Stated problem: Rewrite everything from the line containing "Task: indicate the cyclist in white" down to the line containing "x=521 y=611", swapping "cyclist" for "rider" and keeping everything else the same.

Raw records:
******

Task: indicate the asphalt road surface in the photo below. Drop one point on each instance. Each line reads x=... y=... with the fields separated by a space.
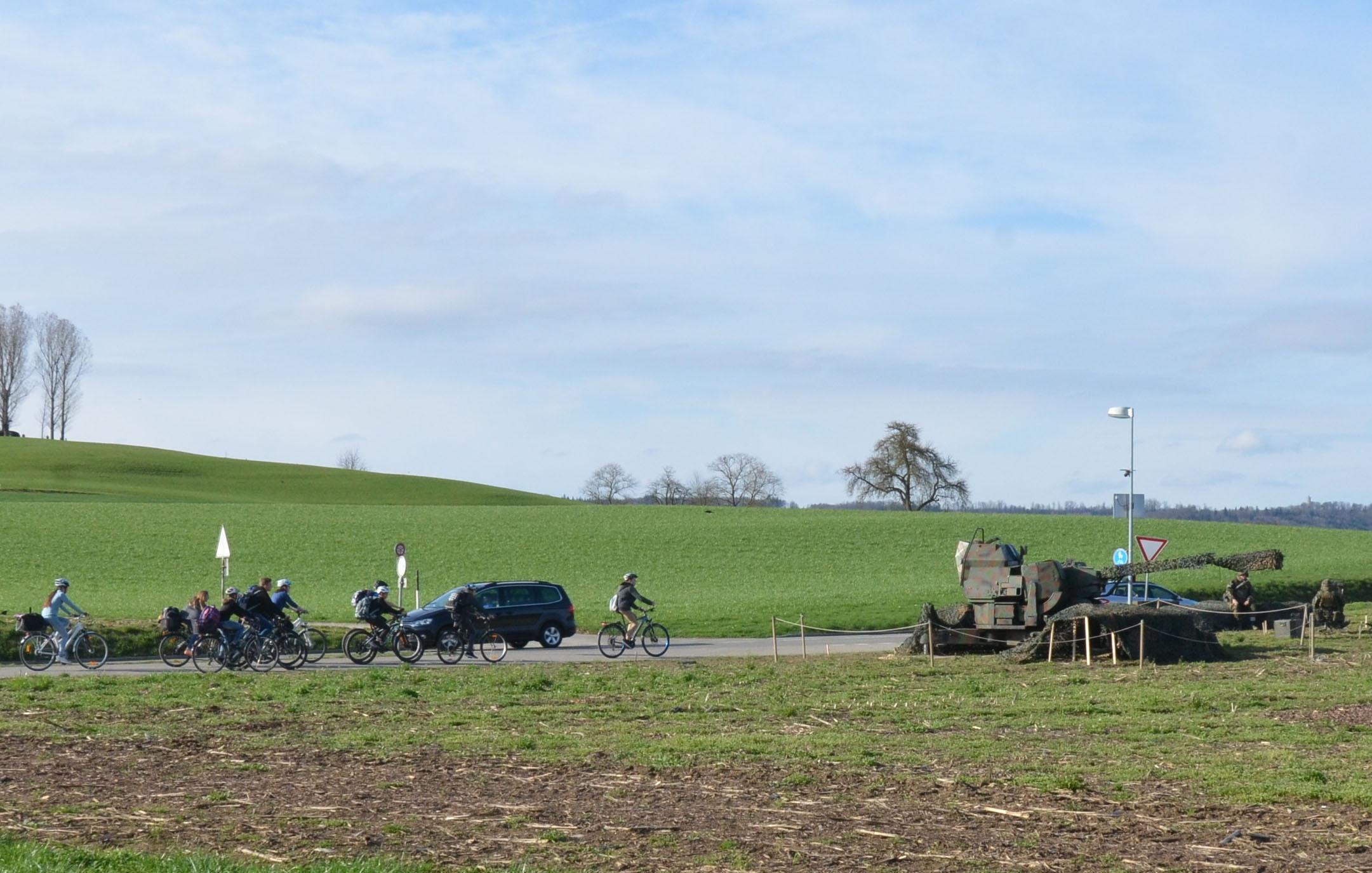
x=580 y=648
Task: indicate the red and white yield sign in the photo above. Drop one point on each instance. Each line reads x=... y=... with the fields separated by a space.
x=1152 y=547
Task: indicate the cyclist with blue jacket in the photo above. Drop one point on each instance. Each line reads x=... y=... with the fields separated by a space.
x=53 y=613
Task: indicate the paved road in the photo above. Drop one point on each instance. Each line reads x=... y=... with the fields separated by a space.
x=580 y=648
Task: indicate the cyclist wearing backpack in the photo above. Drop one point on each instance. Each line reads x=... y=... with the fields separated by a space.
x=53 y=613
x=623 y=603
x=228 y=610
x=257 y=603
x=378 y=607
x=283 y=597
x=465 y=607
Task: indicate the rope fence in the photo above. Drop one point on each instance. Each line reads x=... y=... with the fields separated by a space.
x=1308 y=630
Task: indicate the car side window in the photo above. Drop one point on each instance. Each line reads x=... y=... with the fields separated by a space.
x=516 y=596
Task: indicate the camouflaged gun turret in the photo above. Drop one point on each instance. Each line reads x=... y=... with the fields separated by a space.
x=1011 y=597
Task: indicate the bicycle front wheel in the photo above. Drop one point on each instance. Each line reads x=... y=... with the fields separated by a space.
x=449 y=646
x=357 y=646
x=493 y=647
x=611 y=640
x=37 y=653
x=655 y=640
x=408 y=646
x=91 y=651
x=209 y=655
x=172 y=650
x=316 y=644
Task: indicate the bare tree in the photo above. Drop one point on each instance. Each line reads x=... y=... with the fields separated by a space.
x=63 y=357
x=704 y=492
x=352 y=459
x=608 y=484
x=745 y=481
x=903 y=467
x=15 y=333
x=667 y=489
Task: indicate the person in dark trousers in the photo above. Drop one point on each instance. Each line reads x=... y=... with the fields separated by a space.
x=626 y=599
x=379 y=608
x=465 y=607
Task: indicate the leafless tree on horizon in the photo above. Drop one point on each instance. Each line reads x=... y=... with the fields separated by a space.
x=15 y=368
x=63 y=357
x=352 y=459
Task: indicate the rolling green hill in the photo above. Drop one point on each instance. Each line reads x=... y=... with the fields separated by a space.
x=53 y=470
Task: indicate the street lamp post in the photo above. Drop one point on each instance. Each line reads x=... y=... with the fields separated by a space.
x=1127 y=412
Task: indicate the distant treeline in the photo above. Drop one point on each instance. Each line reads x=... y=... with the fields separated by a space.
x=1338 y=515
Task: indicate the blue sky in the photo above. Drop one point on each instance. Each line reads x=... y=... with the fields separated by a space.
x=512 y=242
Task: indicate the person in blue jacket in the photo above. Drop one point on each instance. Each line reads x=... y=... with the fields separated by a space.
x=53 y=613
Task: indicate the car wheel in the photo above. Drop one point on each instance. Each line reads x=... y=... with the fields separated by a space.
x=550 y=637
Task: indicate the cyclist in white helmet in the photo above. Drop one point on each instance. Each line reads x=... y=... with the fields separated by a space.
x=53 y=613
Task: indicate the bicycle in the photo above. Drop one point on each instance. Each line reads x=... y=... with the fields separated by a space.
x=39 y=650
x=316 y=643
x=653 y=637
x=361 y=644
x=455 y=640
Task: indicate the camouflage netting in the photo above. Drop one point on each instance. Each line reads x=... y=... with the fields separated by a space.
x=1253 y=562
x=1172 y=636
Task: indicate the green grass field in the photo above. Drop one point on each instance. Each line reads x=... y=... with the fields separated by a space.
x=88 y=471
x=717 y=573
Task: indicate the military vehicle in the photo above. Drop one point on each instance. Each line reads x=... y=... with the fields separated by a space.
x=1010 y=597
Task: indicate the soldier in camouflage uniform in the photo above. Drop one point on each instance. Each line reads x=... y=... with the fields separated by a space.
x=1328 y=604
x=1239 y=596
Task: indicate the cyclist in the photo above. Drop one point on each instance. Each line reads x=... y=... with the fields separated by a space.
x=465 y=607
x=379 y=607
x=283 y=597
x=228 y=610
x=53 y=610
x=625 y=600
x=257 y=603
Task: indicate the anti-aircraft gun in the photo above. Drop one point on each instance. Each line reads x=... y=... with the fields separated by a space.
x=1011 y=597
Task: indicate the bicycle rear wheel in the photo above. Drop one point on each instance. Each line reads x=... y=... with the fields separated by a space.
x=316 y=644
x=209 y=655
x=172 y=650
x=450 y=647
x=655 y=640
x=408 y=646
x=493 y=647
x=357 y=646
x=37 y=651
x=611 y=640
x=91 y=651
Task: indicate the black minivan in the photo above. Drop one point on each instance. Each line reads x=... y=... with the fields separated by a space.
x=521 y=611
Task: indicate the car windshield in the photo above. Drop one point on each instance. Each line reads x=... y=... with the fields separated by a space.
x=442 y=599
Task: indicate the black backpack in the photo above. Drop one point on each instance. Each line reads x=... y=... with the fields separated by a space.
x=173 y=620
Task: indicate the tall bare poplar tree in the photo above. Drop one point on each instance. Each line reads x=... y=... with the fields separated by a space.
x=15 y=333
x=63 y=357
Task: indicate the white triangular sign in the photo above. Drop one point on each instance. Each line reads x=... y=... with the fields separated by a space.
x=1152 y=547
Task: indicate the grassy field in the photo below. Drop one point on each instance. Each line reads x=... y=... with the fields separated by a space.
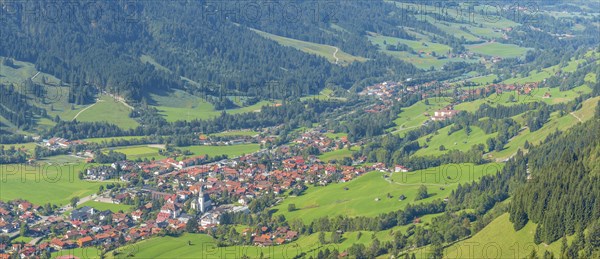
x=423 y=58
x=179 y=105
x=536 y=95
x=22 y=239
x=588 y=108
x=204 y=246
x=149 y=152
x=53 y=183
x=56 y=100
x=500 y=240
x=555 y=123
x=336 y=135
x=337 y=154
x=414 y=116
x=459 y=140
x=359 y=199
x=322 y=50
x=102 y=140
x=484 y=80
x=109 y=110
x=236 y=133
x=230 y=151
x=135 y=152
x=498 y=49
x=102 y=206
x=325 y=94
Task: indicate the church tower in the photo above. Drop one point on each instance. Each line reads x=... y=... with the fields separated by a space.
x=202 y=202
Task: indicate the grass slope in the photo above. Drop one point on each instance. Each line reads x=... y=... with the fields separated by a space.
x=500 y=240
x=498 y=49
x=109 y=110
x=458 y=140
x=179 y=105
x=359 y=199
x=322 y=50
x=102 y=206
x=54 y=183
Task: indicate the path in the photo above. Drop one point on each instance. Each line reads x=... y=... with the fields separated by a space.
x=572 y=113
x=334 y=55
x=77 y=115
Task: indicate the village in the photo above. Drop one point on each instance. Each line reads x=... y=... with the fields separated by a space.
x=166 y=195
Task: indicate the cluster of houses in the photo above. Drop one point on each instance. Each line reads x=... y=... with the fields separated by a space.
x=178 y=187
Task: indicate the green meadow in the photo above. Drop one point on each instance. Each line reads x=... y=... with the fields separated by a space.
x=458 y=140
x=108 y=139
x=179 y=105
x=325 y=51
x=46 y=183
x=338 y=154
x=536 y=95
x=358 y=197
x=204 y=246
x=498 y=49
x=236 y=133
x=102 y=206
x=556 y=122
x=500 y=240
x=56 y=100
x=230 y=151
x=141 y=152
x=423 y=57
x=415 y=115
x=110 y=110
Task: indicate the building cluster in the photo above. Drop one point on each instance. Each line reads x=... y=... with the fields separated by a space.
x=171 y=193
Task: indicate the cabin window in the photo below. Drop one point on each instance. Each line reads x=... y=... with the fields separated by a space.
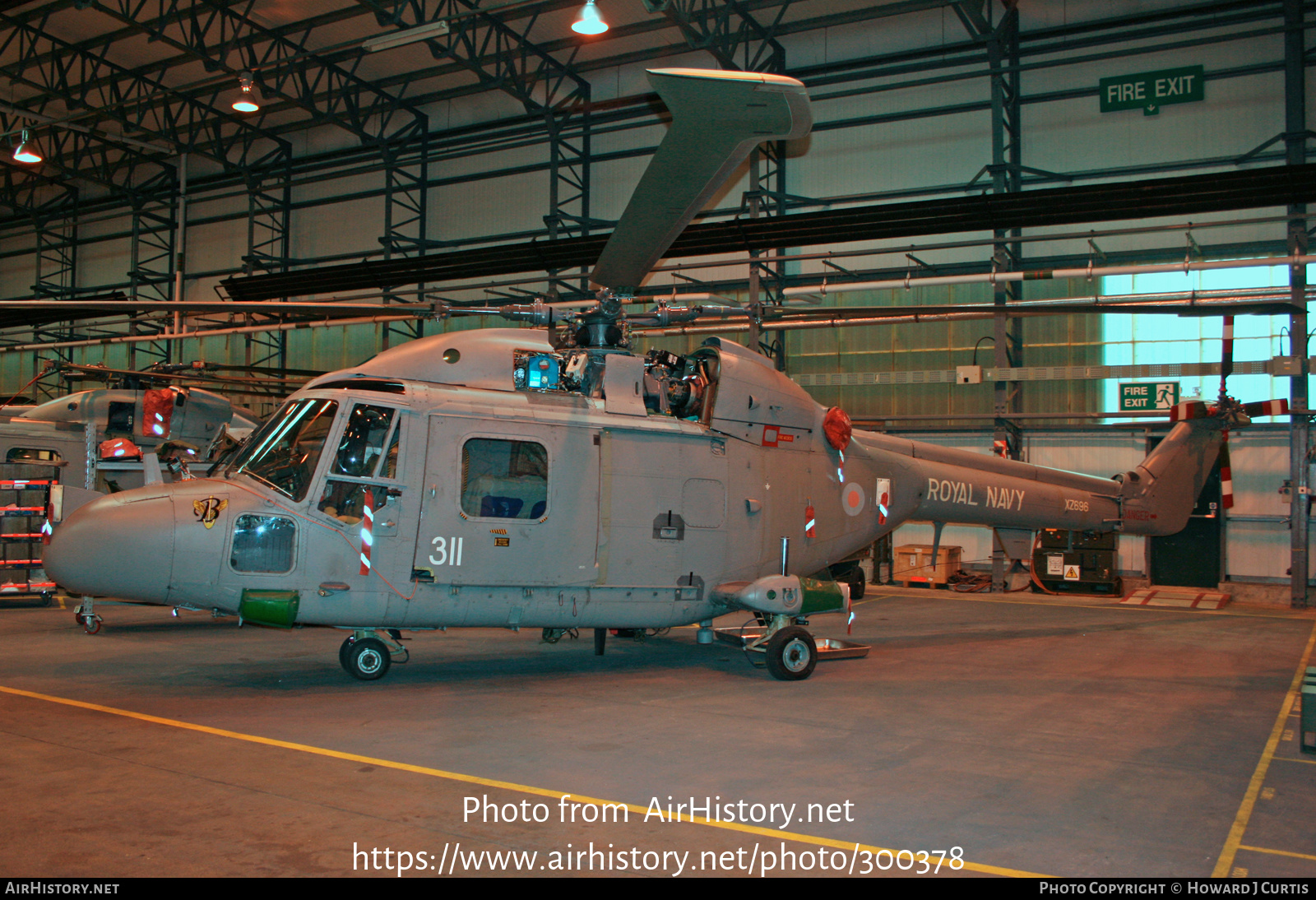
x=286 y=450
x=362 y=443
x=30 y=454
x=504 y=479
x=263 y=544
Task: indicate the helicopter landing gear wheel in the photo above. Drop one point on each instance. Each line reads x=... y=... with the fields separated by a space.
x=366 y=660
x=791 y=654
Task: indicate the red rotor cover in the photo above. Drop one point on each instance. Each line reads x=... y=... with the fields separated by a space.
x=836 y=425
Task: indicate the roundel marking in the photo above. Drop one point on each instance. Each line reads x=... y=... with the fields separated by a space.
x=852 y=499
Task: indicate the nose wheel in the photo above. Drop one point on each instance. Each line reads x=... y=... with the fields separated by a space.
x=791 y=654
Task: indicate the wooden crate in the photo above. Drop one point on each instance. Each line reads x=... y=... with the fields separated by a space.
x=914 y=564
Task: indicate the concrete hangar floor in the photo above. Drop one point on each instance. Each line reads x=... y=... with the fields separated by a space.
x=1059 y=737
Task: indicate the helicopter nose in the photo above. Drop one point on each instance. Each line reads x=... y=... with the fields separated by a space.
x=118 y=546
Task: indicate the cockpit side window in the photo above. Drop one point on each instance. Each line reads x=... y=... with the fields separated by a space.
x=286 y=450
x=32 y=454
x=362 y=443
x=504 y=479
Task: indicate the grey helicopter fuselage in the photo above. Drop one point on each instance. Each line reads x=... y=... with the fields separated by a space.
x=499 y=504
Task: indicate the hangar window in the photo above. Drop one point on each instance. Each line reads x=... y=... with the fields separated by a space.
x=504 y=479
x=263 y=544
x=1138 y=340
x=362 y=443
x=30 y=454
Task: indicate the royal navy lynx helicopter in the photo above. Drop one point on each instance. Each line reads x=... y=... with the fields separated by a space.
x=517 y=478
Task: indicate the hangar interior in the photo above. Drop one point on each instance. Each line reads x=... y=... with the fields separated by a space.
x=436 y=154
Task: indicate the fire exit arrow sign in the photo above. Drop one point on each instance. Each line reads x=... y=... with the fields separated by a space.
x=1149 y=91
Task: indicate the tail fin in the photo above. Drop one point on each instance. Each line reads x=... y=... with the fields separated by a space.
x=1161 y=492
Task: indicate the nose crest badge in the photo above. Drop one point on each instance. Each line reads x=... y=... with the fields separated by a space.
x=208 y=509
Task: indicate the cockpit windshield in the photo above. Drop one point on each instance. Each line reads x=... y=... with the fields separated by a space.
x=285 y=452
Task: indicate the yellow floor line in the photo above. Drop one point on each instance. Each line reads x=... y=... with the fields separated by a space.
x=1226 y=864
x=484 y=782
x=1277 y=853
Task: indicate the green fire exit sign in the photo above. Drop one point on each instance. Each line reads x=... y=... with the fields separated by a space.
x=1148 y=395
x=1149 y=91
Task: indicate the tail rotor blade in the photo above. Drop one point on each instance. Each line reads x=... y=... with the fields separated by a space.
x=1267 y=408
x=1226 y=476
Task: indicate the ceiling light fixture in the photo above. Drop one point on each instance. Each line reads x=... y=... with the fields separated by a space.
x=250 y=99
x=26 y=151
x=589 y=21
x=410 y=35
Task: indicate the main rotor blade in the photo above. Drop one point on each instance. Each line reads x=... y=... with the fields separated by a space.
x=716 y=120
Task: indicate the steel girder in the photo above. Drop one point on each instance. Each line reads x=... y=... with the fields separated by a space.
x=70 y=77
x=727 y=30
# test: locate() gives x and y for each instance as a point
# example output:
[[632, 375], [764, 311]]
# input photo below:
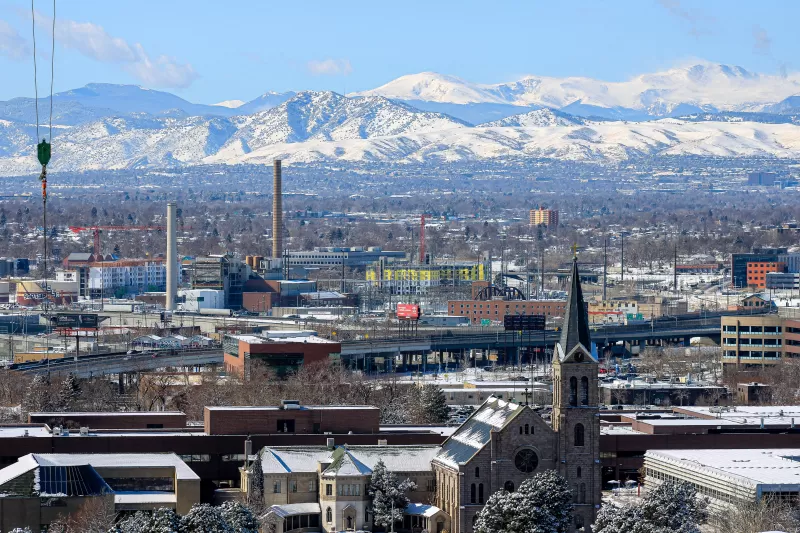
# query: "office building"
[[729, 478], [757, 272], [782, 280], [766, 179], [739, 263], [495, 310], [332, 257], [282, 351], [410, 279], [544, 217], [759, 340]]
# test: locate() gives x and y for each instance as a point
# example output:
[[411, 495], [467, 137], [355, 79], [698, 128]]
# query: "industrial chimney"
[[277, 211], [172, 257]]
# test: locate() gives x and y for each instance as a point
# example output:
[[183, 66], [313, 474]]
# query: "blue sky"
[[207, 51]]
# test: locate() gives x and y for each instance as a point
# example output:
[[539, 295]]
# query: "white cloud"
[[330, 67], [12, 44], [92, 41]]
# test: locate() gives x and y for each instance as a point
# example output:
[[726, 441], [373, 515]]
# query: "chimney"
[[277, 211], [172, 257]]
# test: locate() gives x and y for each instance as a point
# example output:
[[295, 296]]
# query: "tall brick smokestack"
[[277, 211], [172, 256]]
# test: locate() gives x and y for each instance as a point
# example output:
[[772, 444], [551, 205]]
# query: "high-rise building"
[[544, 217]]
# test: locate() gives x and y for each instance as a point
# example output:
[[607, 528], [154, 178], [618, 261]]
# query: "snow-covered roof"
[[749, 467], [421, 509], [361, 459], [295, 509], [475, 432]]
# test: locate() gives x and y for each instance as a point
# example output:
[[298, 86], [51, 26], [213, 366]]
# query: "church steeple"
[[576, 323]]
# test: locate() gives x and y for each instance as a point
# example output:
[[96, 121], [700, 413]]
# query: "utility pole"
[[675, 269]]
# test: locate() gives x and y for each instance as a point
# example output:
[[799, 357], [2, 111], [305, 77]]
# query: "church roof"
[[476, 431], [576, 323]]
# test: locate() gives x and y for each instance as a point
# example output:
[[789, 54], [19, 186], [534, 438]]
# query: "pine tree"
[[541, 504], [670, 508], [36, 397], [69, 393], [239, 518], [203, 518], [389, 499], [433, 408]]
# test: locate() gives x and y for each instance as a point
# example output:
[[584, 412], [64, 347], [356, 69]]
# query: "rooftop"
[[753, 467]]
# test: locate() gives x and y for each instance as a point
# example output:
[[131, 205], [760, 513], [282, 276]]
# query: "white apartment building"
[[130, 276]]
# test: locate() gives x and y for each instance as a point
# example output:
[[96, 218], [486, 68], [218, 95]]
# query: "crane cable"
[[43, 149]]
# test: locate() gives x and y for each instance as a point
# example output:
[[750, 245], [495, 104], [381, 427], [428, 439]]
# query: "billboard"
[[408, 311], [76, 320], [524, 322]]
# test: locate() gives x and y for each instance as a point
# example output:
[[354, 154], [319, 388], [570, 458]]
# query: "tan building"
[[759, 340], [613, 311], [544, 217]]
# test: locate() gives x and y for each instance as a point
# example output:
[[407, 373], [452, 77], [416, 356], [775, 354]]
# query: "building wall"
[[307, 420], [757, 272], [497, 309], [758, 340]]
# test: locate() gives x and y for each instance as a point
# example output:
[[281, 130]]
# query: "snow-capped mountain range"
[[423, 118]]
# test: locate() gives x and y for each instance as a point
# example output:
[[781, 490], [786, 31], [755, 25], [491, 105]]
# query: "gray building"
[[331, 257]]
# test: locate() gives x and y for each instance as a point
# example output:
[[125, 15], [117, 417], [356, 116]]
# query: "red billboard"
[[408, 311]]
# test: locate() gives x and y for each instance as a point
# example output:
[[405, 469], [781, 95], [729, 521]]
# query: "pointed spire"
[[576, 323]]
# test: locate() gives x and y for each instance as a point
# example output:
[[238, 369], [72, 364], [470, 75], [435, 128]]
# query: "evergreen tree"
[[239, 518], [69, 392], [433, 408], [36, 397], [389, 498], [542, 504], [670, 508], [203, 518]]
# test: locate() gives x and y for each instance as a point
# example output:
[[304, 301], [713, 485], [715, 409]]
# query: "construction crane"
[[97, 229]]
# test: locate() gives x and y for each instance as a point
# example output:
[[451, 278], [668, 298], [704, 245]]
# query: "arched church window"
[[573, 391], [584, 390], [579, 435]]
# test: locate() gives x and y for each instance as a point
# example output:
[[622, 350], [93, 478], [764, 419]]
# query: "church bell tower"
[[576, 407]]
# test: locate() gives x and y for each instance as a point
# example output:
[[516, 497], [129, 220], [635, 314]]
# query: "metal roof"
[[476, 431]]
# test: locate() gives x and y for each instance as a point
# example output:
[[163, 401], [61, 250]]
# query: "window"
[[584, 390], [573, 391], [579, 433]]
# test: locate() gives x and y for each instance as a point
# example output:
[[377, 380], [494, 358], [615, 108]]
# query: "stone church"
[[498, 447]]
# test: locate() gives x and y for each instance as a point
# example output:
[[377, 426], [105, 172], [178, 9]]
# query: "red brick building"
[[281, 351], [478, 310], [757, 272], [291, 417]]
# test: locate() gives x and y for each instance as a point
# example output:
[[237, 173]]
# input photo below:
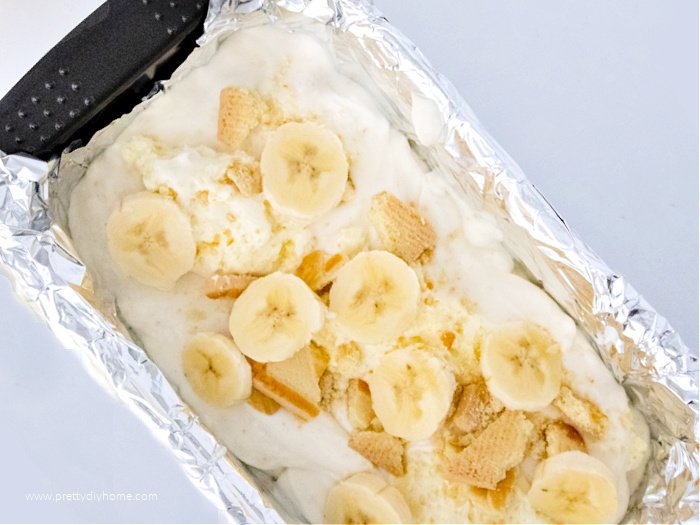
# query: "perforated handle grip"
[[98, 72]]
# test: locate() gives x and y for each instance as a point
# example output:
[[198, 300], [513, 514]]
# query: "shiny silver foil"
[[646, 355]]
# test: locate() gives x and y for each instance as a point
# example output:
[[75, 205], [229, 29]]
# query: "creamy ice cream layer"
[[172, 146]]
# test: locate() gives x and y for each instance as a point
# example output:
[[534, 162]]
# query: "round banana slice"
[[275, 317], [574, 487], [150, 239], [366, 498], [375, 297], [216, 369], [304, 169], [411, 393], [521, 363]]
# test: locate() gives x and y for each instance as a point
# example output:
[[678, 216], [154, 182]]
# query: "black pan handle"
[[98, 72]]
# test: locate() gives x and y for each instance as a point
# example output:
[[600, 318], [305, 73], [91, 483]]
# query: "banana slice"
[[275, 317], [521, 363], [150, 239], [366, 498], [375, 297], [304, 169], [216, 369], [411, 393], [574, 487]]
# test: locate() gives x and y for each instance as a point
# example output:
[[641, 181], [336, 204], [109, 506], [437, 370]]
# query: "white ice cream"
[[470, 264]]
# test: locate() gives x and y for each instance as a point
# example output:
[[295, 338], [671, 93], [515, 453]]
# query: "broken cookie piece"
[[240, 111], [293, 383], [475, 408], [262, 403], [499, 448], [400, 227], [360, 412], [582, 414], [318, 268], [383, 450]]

******

Exercise solution:
Task: indicate the rider in white helmet in the photo above. Drop one point on each instance. Each line reads x=... y=... with the fields separated by a space.
x=53 y=613
Task: indicate the bicycle in the photo above. Drop one point on each instance. Each line reads x=... y=... with the fields separated by a space.
x=39 y=650
x=316 y=643
x=653 y=637
x=361 y=644
x=455 y=640
Task: indicate the camouflage netting in the photo above. Drop one point on each instance. Each line reads x=... y=... with the fields separated by a space.
x=1253 y=562
x=1172 y=636
Task: indicate the green grass field in the photo above. Drop one point on each instance. Each line reads x=... y=... with the fields separated by a space.
x=88 y=471
x=717 y=573
Task: indicate the military vehicle in the photo above. Drop one point on each instance. Each line reads x=... y=... with the fields separated by a space.
x=1010 y=597
Task: indicate the soldier in camouflage uniform in the photo above. Drop one point on each instance. Each line reads x=... y=... with the fields separated by a space.
x=1328 y=604
x=1239 y=596
Task: indicate the rider in the photo above. Drop one point on each instance. Each line reads x=... y=... with the fields separated by a space.
x=465 y=607
x=379 y=607
x=283 y=597
x=228 y=610
x=53 y=610
x=625 y=600
x=257 y=603
Task: indicate the anti-aircraft gun in the photo above. Drop one point on each instance. Each line reads x=... y=... with the fields separated by a space.
x=1011 y=597
Task: indicate the bicycle rear wheel in the photo above. Drop one point on each instance. Each line reads x=... y=... with the fields separated by a space.
x=316 y=644
x=209 y=655
x=172 y=650
x=450 y=647
x=655 y=640
x=408 y=646
x=493 y=647
x=357 y=646
x=37 y=651
x=611 y=640
x=91 y=651
Task: indicate the black minivan in the photo above. Drop one point on each instance. Each line reads x=... y=... with the fields separated by a space.
x=521 y=611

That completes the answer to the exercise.